Document excerpt:
*****

Multiplying (12) by ${f_0 \over \sigma}$ and differentiating with respect to ${p}$ and using the definition of ${\chi}$ yields

 ${{{\partial \over \partial p} \left ({{f_0 \over \sigma}{\partial \chi \over \partial p}} \right )}=-{{\partial \over \partial p}\left({{f_0 \over \sigma}{\mathbf{V_g} \cdot \nabla}{\partial \Phi \over \partial p}}\right)}-{{f_0}{\partial \omega \over \partial p}}-{{f_0}{\partial \over \partial p}\left({kJ \over \sigma p}\right)}}$ (13)

If for simplicity ${J}$ were set to 0, eliminating ${\omega}$ in equations (11) and (13) yields

 ${{ \left({\nabla^2 + {{\partial \over \partial p} \left({{f_0^2 \over \sigma}{\partial \over \partial p}}\right)}}\right){\chi}}=-{{f_0}{\mathbf{V_g} \cdot \nabla}\left({{{1 \over f_0}{\nabla^2 \Phi}}+f}\right)}-{{\partial \over \partial p}\left({{-}{f_0^2 \over \sigma}{\mathbf{V_g} \cdot \nabla}\left({\partial \Phi \over \partial p}\right)}\right)}}$ (14)

Equation (14) is often referred to as the geopotential tendency equation. It relates the local geopotential tendency (term A) to the vorticity advection distribution (term B) and thickness advection (term C).

*****

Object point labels
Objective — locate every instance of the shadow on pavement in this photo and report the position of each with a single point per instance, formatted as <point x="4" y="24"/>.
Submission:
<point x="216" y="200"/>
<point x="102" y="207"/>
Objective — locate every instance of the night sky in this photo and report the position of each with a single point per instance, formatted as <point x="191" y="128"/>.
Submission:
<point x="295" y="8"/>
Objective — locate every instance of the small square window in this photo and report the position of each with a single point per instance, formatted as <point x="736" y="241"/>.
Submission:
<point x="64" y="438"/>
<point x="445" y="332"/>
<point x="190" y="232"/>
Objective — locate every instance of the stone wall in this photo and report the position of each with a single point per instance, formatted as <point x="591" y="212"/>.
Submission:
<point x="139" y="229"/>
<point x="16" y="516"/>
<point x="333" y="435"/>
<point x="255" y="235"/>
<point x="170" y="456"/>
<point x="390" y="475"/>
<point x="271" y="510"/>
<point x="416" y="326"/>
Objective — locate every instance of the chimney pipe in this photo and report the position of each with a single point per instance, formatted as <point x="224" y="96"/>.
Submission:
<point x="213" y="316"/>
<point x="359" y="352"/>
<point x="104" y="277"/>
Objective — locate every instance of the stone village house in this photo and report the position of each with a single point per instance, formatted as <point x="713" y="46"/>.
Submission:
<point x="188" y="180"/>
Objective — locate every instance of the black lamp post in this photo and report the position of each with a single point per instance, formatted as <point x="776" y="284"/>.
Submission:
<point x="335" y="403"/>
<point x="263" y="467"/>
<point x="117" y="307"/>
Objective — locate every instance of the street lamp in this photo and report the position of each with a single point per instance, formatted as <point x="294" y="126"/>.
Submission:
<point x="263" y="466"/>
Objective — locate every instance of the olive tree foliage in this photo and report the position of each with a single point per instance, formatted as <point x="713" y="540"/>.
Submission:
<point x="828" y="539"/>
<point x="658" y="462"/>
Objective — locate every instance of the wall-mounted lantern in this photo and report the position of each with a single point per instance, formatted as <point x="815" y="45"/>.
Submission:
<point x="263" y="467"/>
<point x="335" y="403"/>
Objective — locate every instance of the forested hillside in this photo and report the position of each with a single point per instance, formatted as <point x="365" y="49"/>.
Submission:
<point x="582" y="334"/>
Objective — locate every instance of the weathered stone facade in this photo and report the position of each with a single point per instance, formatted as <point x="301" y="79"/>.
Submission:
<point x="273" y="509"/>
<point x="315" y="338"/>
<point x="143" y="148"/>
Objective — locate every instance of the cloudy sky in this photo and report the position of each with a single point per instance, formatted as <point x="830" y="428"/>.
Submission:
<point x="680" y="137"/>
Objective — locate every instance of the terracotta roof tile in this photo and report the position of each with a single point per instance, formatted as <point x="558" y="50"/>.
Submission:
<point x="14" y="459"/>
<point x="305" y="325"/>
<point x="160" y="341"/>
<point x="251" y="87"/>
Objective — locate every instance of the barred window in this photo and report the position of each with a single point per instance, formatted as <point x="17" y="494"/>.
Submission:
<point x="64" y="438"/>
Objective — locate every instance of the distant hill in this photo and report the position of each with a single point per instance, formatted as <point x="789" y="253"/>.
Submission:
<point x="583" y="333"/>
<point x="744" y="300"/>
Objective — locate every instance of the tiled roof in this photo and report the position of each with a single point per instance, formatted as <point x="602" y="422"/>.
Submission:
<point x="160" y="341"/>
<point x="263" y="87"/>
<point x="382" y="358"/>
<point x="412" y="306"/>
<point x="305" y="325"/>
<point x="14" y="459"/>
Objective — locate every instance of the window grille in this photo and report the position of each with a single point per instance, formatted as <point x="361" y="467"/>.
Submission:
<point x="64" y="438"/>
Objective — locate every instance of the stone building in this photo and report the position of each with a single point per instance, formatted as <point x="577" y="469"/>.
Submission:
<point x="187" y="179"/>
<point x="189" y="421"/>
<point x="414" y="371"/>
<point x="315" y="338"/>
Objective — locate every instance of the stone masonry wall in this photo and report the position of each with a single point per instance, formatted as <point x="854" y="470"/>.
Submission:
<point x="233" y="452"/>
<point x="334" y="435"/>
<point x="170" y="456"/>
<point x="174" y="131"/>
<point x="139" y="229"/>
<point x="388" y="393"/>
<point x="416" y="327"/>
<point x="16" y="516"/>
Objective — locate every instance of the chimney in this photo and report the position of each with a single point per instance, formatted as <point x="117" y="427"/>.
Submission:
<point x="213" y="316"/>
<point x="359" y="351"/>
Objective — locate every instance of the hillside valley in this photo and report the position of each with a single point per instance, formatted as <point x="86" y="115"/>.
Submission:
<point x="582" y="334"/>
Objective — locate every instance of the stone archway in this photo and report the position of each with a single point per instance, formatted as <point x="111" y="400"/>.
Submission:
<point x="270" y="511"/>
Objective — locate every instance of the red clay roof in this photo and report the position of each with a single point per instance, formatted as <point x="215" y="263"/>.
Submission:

*****

Jobs:
- A) For each statement about the excerpt on the geopotential tendency equation, answer yes or no and quote the words that decide it: (i) Equation (14) is often called the geopotential tendency equation. (ii) Term B stands for thickness advection. (iii) Term A is the local geopotential tendency.
- B) Carry the excerpt on the geopotential tendency equation forward from its last sentence.
The items have no role in this.

Response list:
- A)
(i) Yes: "Equation (14) is often referred to as the geopotential tendency equation."
(ii) No: "the vorticity advection distribution (term B)"
(iii) Yes: "It relates the local geopotential tendency (term A)"

- B)
===The same identity using the quasi-geostrophic potential vorticity===

Using the chain rule of differentiation, term C can be written as

 ${-{{\mathbf{V_g} \cdot \nabla}{\partial \over \partial p}\left({{f_0^2 \over \sigma}{\partial \Phi \over \partial p}}\right)}-{{f_0^2 \over \sigma}{\partial \mathbf{V_g} \over \partial p}{\cdot \nabla}{\partial \Phi \over \partial p}}}$ (15)

But based on the thermal wind relation,

 ${{f_0{\partial \mathbf{V_g} \over \partial p}}={\hat{\mathbf{k}} \times \nabla \left({\partial \Phi \over \partial p} \right)}}$.

In other words,${\partial \mathbf{V_g} \over \partial p}$ is perpendicular to ${\nabla ({\partial \Phi \over \partial p})}$ and the second term in equation (15) disappears.

The first term can be combined with term B in equation (14) which, upon division by ${f_0}$ can be expressed in the form of a conservation equation

 ${{\left({{\partial \over \partial t}+{\mathbf{V_g} \cdot \nabla}}\right)q}={D_g q \over Dt}=0}$ (16)

where ${q}$ is the quasi-geostrophic potential vorticity defined by

 ${q = {{{1 \over f_0}{\nabla^2 \Phi}}+{f}+{{\partial \over \partial p}\left({{f_0 \over \sigma}{\partial \Phi \over \partial p}}\right)}}}$ (17)

The three terms of equation (17) are, from left to right, the geostrophic relative vorticity, the planetary vorticity and the stretching vorticity.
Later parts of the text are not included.